DATASET RECORDS -

• • • • •

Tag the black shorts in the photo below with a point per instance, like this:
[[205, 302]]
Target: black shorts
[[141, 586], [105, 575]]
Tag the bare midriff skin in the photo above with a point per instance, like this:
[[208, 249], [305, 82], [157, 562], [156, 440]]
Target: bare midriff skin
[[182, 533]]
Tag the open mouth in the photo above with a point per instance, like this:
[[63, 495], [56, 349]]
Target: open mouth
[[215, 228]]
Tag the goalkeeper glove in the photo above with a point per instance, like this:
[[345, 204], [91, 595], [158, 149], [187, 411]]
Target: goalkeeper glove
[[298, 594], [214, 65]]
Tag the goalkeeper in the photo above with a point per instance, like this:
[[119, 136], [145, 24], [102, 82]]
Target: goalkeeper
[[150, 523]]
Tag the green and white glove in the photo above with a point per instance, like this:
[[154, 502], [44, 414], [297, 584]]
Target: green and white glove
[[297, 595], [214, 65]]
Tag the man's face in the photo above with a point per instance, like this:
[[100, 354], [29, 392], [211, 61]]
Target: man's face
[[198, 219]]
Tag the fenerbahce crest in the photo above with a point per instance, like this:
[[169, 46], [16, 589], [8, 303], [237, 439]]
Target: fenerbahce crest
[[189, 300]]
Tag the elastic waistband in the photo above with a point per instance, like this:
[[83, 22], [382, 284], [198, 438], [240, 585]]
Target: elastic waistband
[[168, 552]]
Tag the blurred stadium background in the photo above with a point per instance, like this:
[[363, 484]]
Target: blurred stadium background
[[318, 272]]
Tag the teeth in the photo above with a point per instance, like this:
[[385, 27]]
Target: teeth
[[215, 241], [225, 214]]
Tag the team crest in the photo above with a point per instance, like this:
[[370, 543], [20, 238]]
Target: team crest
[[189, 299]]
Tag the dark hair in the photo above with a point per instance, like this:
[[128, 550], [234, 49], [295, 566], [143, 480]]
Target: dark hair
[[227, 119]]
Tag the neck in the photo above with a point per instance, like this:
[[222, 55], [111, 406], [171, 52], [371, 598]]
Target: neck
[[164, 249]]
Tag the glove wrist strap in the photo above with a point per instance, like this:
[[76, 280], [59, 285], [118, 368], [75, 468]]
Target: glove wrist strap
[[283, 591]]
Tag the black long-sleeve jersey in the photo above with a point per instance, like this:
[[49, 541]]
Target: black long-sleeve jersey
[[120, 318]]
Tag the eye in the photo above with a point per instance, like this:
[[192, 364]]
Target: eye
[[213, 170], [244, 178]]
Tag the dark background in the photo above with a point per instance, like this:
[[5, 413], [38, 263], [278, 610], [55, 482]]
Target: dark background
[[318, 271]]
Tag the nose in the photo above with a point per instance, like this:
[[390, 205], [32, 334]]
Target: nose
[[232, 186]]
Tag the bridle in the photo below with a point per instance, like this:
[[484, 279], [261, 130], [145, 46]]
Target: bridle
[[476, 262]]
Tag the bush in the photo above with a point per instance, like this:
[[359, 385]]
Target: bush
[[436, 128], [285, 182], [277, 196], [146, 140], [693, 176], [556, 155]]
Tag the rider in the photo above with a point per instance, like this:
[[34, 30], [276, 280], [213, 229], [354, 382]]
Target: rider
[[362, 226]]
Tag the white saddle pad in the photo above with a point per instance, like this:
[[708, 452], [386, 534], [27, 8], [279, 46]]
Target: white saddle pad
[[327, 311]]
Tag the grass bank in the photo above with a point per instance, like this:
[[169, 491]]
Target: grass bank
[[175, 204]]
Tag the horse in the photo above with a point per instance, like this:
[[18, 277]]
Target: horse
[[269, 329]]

• • • • •

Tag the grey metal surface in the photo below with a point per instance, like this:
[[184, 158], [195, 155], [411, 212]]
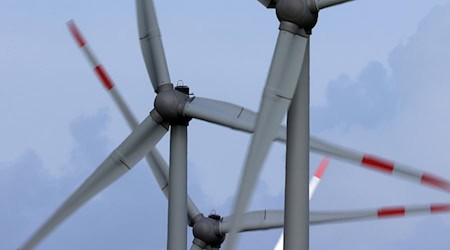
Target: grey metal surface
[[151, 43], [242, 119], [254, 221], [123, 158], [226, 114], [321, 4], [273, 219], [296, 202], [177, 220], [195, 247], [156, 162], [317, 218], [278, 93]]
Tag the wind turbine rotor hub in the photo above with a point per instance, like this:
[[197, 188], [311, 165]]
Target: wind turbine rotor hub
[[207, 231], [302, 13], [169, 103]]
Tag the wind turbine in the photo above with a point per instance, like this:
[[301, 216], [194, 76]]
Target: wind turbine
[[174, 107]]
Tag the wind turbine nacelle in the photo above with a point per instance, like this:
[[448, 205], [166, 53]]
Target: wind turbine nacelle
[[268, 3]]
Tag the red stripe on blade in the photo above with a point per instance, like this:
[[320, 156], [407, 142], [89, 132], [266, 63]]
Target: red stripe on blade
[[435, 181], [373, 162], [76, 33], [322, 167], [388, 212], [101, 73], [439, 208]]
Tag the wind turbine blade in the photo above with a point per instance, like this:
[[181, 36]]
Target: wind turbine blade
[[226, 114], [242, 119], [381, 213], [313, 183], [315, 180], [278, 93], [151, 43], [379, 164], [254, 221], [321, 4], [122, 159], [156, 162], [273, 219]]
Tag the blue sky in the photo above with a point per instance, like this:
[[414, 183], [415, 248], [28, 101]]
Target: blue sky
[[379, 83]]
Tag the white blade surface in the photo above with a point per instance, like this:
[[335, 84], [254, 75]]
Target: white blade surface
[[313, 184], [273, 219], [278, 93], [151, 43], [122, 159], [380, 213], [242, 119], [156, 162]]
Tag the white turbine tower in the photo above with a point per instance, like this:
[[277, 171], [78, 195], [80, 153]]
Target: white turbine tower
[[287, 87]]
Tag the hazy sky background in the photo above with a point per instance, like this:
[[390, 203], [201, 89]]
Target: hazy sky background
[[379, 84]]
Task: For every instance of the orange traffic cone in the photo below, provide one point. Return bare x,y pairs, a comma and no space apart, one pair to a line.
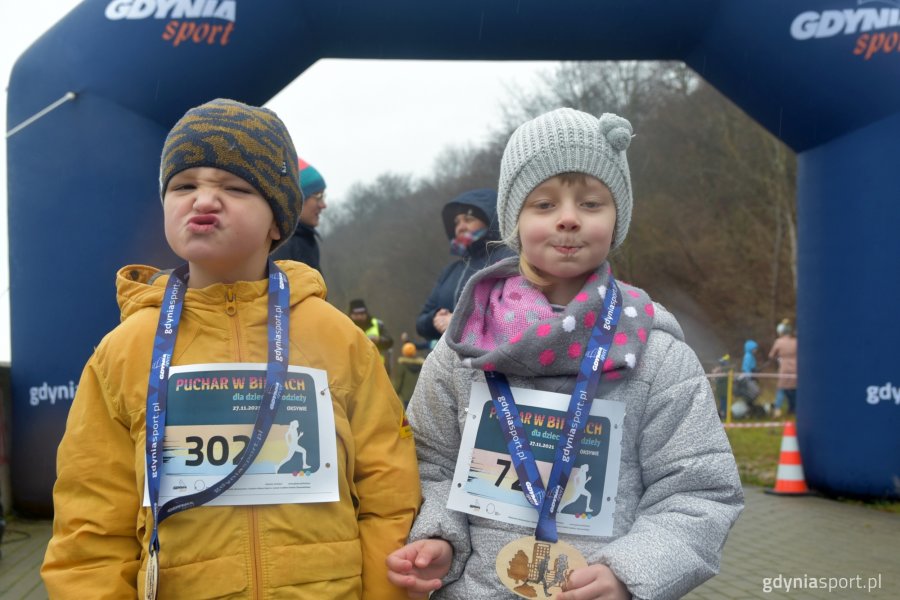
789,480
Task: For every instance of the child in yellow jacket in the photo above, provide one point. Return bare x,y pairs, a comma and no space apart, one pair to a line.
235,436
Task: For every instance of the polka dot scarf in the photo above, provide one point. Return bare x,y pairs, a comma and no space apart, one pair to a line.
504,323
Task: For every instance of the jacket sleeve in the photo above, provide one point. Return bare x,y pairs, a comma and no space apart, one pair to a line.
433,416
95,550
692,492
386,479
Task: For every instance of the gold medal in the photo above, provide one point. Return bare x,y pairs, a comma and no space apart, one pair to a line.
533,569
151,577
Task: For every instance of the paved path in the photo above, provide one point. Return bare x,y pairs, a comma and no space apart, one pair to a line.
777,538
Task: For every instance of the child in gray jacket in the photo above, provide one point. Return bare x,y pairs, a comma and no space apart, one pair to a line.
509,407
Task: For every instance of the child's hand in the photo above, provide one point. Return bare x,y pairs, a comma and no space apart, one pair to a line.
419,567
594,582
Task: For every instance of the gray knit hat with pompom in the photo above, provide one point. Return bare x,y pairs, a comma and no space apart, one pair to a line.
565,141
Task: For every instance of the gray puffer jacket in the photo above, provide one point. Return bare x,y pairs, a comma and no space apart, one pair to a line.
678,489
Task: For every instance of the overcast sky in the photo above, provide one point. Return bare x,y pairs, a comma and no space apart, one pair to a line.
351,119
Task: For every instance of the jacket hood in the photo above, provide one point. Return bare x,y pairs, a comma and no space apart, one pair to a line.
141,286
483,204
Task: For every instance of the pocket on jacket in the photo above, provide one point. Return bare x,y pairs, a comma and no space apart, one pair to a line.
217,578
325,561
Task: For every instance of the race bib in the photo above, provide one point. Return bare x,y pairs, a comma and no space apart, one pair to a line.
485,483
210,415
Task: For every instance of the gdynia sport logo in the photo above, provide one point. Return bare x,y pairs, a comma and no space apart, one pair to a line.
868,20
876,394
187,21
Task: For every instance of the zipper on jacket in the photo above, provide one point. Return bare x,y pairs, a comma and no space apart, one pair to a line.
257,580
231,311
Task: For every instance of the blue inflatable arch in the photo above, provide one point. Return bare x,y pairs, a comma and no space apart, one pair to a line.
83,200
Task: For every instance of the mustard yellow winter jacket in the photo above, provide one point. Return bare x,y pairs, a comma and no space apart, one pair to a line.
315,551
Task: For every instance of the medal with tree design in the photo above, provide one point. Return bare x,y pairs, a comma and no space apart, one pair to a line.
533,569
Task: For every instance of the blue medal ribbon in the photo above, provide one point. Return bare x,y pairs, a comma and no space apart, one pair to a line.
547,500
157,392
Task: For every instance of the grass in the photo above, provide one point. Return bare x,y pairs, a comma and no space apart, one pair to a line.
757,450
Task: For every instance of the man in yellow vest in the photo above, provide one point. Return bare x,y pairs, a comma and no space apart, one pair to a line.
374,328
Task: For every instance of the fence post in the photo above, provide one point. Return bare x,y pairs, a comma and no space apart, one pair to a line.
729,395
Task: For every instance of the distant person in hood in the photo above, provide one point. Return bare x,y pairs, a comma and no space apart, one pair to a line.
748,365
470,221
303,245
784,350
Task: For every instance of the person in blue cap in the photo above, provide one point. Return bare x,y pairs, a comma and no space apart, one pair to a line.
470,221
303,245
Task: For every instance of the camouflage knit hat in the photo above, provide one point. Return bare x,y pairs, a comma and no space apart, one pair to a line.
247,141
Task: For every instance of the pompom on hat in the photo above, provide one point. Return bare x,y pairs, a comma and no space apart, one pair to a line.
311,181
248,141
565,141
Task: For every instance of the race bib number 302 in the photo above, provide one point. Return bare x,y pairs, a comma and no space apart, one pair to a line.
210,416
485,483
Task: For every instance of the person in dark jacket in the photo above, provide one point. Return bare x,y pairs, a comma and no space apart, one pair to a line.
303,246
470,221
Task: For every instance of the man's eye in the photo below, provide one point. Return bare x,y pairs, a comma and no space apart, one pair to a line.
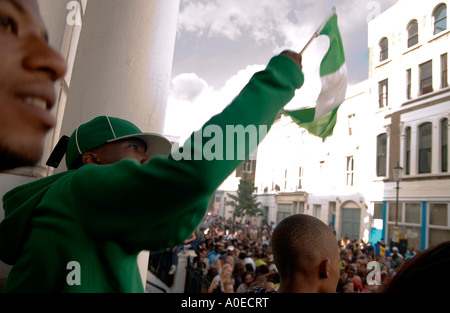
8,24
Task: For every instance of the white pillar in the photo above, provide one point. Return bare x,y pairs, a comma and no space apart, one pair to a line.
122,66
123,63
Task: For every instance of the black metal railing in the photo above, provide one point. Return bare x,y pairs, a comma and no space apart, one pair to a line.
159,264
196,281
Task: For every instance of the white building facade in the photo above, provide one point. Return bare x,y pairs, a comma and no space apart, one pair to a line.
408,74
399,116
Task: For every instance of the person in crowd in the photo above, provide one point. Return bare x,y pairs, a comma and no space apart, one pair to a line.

• • • • •

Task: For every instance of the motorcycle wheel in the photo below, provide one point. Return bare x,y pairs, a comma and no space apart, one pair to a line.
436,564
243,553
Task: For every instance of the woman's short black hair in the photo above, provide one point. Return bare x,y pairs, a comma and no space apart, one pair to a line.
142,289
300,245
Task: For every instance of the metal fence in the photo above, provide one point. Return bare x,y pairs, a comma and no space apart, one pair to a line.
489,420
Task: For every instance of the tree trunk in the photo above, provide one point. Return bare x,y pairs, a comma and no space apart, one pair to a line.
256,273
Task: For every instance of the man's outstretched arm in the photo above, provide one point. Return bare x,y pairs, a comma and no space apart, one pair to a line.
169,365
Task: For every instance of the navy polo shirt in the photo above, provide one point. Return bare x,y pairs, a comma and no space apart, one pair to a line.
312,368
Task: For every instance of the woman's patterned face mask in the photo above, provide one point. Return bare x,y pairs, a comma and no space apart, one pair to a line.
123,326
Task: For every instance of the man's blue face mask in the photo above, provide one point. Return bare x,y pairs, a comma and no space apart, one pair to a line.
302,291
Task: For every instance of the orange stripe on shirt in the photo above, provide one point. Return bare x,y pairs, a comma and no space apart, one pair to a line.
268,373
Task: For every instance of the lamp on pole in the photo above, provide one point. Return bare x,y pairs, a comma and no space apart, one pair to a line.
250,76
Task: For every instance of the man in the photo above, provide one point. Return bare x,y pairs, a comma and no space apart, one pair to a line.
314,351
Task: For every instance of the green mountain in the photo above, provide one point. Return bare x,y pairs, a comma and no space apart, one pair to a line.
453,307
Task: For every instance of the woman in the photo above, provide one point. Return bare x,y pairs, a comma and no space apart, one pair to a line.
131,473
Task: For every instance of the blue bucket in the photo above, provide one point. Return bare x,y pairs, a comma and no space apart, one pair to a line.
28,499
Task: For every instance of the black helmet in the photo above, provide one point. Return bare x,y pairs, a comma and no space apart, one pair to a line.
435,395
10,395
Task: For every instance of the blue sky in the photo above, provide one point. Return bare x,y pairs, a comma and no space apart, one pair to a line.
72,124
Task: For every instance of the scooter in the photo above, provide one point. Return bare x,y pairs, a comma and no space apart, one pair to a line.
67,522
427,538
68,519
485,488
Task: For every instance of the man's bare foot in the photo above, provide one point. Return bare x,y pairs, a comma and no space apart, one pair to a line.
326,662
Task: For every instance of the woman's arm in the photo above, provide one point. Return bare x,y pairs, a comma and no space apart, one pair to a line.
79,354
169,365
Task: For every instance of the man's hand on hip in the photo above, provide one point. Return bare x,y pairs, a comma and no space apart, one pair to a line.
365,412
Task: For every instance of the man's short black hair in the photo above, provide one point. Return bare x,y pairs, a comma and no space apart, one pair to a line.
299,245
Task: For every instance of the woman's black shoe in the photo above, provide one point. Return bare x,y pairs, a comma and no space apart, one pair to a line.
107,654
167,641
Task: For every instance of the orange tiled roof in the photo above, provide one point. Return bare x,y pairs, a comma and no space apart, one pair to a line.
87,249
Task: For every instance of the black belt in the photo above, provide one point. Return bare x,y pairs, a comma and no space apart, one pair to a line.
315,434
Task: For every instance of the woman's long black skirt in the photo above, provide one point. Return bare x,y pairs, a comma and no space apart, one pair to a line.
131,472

• • • • •

ABOUT THIS EXERCISE -
Everything from the line with "[[197, 188], [311, 165]]" through the line with "[[390, 203], [201, 89]]" should be written out exactly as it appears above, end lines included, and nothing outside that range.

SOLUTION TO THE EXERCISE -
[[197, 188], [311, 165]]
Target: wind turbine rotor hub
[[207, 231], [302, 13], [169, 103]]
Tag the wind turbine in the photo above with a point per instance, like this:
[[301, 216], [194, 76]]
Target: wind turbine
[[174, 107]]
Tag the wind turbine nacelle in the photo above with a point per instance, like this:
[[448, 205], [166, 53]]
Target: wind turbine nacelle
[[268, 3]]
Tag the red stripe on blade in the photo above with a point per instance, like this:
[[320, 156], [407, 142], [89, 132], [266, 63]]
Target: red stripe on blade
[[435, 181], [373, 162], [76, 33], [322, 167], [388, 212], [101, 73], [439, 208]]
Tag the wind turbine blade in the photo above with a point per instance, like this:
[[181, 36]]
Target: wind turbine blade
[[226, 114], [242, 119], [381, 213], [313, 183], [315, 180], [278, 93], [151, 43], [379, 164], [254, 221], [321, 4], [122, 159], [156, 162], [273, 219]]
Tag the blue sky in the photo above with a point per instance, like this:
[[414, 183], [415, 248], [28, 101]]
Target: blue sky
[[379, 83]]
Tag the white blade surface in the photo above with a point per instance, like this:
[[335, 84], [254, 75]]
Target: white blade surface
[[313, 184], [273, 219], [278, 93], [151, 43], [122, 159], [380, 213], [242, 119], [156, 162]]
Tag the white turbine tower in the photo above with a point per instance, like this:
[[277, 171], [78, 195], [80, 153]]
Target: white turbine tower
[[287, 87]]
Tag the hazy sky background in the photo above with a point per instance, like this:
[[390, 203], [201, 89]]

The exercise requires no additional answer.